◆ Task details
Transcribe each line of the data below verbatim, with no alterations.

◆ Exercise inputs

^^^^^^^^^^^^^^^^

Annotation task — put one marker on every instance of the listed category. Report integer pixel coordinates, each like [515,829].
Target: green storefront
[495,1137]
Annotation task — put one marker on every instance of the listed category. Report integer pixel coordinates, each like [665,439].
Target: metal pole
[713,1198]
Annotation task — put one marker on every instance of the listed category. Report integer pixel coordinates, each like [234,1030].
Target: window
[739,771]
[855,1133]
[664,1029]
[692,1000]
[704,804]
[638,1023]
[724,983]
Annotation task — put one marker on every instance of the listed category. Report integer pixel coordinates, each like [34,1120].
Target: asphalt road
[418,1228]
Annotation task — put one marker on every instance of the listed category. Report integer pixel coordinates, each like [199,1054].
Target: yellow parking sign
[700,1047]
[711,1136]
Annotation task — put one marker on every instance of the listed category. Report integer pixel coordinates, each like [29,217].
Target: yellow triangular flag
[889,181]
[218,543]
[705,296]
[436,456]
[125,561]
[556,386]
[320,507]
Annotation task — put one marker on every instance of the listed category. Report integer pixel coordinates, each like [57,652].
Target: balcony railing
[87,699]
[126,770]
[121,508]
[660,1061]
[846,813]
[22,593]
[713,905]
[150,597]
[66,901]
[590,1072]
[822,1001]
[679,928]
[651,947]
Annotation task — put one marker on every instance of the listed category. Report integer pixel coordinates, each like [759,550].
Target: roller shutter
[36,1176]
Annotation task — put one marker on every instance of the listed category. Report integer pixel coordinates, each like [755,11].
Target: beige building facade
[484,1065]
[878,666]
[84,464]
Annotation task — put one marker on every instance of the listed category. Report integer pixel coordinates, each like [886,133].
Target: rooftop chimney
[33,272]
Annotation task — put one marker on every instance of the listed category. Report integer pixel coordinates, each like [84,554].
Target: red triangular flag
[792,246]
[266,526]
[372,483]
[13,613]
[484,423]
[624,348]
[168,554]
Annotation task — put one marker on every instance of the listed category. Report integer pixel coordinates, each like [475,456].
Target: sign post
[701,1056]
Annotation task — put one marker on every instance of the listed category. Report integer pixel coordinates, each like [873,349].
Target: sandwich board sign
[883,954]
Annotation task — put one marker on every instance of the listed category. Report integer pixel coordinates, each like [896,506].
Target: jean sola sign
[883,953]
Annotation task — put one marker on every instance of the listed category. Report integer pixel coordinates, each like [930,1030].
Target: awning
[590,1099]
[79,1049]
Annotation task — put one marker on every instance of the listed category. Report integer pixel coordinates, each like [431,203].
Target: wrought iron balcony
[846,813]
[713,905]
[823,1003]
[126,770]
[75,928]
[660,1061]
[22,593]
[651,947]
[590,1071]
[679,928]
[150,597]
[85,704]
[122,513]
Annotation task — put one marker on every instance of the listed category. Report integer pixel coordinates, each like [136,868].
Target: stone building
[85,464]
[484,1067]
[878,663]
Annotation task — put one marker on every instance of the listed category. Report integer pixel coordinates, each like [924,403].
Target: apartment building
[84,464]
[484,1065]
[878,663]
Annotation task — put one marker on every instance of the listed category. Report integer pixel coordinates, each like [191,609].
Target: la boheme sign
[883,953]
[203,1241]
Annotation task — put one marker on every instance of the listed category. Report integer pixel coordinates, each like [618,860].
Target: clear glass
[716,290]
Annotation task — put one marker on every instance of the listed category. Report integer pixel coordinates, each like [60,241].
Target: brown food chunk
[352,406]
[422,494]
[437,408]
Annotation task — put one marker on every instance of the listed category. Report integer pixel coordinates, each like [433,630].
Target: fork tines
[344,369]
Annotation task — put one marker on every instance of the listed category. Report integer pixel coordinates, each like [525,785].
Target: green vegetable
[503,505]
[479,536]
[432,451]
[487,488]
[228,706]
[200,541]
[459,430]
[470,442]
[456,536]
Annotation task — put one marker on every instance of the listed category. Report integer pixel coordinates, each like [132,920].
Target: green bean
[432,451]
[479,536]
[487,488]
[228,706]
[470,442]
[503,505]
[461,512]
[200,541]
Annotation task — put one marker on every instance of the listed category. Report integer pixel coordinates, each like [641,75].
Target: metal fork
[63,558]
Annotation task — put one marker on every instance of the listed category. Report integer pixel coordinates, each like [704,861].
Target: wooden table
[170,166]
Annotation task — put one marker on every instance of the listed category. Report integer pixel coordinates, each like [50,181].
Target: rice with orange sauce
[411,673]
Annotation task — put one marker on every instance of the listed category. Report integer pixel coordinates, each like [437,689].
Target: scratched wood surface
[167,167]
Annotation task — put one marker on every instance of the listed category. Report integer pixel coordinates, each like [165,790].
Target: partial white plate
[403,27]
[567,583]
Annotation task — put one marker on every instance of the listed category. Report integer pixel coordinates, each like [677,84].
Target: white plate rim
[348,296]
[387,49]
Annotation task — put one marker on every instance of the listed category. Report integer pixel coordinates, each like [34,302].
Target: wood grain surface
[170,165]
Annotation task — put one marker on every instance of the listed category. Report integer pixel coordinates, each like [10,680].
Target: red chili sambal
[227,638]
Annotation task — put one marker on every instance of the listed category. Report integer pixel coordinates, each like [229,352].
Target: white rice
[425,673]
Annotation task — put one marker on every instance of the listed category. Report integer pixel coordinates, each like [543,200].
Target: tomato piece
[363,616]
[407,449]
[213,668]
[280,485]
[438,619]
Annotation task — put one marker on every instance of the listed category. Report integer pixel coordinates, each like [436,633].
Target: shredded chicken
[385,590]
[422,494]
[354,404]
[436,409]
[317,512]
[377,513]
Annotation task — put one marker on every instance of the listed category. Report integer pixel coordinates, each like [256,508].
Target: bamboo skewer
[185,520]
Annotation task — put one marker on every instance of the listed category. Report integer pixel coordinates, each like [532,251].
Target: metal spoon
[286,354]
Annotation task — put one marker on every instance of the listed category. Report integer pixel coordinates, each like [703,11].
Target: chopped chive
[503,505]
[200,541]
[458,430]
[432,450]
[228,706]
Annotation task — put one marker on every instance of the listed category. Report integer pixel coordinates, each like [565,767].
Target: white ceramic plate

^^^^^^^^^^^^^^^^

◆ Solved exercise
Annotation task — put one marker on every instance of the listed category. Report integer pixel coordinates, each like [515,829].
Target: green storefront
[495,1137]
Annotation task — put one marker on every instance of the listed category. Report integer pixel coordinates, each like [665,439].
Target: metal pole
[713,1198]
Annotation task — put one marker on every instance of the listed category. Report integer pixel coordinates, each like [234,1030].
Target: window
[739,771]
[855,1133]
[664,1029]
[692,1000]
[704,804]
[638,1023]
[724,983]
Annotation task — put one marker on every instance of the listed category. Report integer pixel coordinates, each like [34,1120].
Target: asphalt road
[418,1228]
Annotation task — put one marker on every instance of the listed category. Report integer pixel coordinates, each like [199,1054].
Target: yellow parking sign
[700,1047]
[711,1136]
Annotation task — put one marker on every instance of the listed category. Report integer pixel coordinates, each like [29,217].
Target: yellow triangular flag
[889,181]
[218,543]
[705,296]
[436,456]
[125,561]
[556,386]
[320,507]
Annotation task — put one marker on every instance of the listed category. Report integer pixel coordinates, each like [57,652].
Target: balcony railing
[87,699]
[126,770]
[121,508]
[660,1061]
[846,813]
[22,593]
[713,905]
[150,597]
[66,901]
[590,1072]
[822,1001]
[679,928]
[651,947]
Annotation task — put one marker on every instance of the listed category. Report integer pixel coordinates, each like [759,550].
Target: roller shutter
[36,1176]
Annotation task — put one marker on every instance of the listed category. Report integer pixel coordinates, each like [755,11].
Target: beige building facade
[484,1065]
[878,666]
[84,464]
Annotation task — put one marker on every instance of the listed category. Report integer pixel coordinates, each like [886,133].
Target: rooftop chimney
[33,272]
Annotation task — put one marker on every instance of the listed category. Report integer pixel coordinates, each like [84,554].
Target: red triangular flag
[792,246]
[266,526]
[372,483]
[13,613]
[484,423]
[624,348]
[168,554]
Annotation task — put one marker on every instance of the listed category. Report integer pixel coordinates, each like [475,456].
Target: sign post
[701,1056]
Annotation task — put one marker on every instance of the listed category. Report integer pixel coordinates, each like [873,349].
Target: sandwich board sign
[883,954]
Annotation task — put one marker on every instance of the listed category. Report integer pixel coordinates, each like [896,506].
Target: jean sola sign
[883,953]
Annotation task — put one marker on every instance of the listed category. Report integer pixel coordinates, each like [930,1030].
Target: awning
[590,1099]
[79,1049]
Annotation task — put one marker on every instance of the listed category. Report integer pixel coordinates, each like [431,203].
Target: wrought iron balcony
[846,813]
[713,905]
[823,1003]
[126,770]
[75,928]
[660,1061]
[22,593]
[651,947]
[590,1071]
[679,928]
[150,597]
[85,704]
[122,513]
Annotation task — put one marker on every instance of the listed category. Report integer pixel coordinates, each like [136,868].
Target: stone building
[85,464]
[484,1067]
[878,663]
Annotation task — put one marker on every instance of the listed category. Report integer pixel coordinates, each like [924,403].
Target: apartment building
[84,464]
[484,1065]
[878,663]
Annotation task — put one marker on every instance of the listed category. Report integer pixel coordinates, each like [191,609].
Target: la boheme sign
[883,953]
[203,1241]
Annotation task — put one marker on every instance of the listed category. Report integer pixel coordinates, each like [618,860].
Target: clear glass
[716,290]
Annotation task — put one marker on every instance of the listed category. Report integer pixel coordinates, each like [60,241].
Target: brown food chunk
[352,406]
[422,494]
[437,408]
Annotation task — put one marker on every instance of the listed category. Report integer pixel coordinates, each like [433,630].
Target: fork tines
[344,369]
Annotation task — put one marker on every instance of the listed category. Report integer pixel coordinates, each like [525,785].
Target: green vegetable
[503,505]
[479,536]
[432,451]
[487,488]
[228,706]
[200,541]
[459,430]
[470,442]
[456,536]
Annotation task — put one marker on every instance of the listed category. Report integer pixel coordinates, each like [132,920].
Target: green bean
[432,451]
[479,536]
[487,488]
[228,706]
[470,442]
[503,505]
[461,512]
[200,541]
Annotation task — put one marker on every instance of the listed category. Report integer pixel coordinates, each like [641,75].
Target: metal fork
[63,558]
Annotation task — put one marker on every instance of the listed category. Report integer pixel coordinates, each like [704,861].
Target: wooden table
[170,166]
Annotation task — put one marker on every instance of the listed category. Report integer pixel coordinates, each like [50,181].
Target: rice with orange sauce
[411,673]
Annotation task — put one marker on every instance of the listed category. Report integer pixel coordinates, each like [437,689].
Target: scratched wood surface
[167,167]
Annotation task — put one marker on every instance of the listed category. Report integer pixel coordinates, each like [165,790].
Target: partial white plate
[403,27]
[567,583]
Annotation task — put one marker on every instance of the listed category. Report integer pixel coordinates, each like [677,84].
Target: white plate rim
[348,296]
[387,49]
Annotation task — put one marker on every instance of the listed category. Report integer pixel coordinates, each like [34,302].
Target: wood grain surface
[170,165]
Annotation task — put one marker on every instance of the listed category. Report integer pixel coordinates, each like [10,680].
Target: red chili sambal
[227,638]
Annotation task — put one marker on every instance of the listed category. Report integer pixel coordinates, each like [229,352].
Target: white rice
[425,673]
Annotation task — put one marker on every instance of the listed category. Report integer pixel coordinates, each like [543,200].
Target: tomato piece
[363,616]
[407,449]
[213,668]
[280,485]
[438,619]
Annotation task — put one marker on every instance of the listed category. Report integer pixel coordinates, each like [436,633].
Target: shredded chicken
[385,590]
[422,494]
[354,404]
[436,409]
[317,512]
[377,513]
Annotation task — put one marker on every instance of the listed category. Report integer pixel coordinates, each like [256,508].
Target: bamboo skewer
[185,520]
Annotation task — put one marker on every instance of the listed category. Report integer pixel coordinates, each like [532,251].
Target: metal spoon
[286,354]
Annotation task — put one marker on every instance of the listed category. Report integer pixel coordinates, each like [703,11].
Target: chopped chive
[503,505]
[200,541]
[458,430]
[432,450]
[228,706]
Annotation task — put one marker on every instance of the listed category. Report integer pixel coordinates, each like [565,767].
Target: white ceramic plate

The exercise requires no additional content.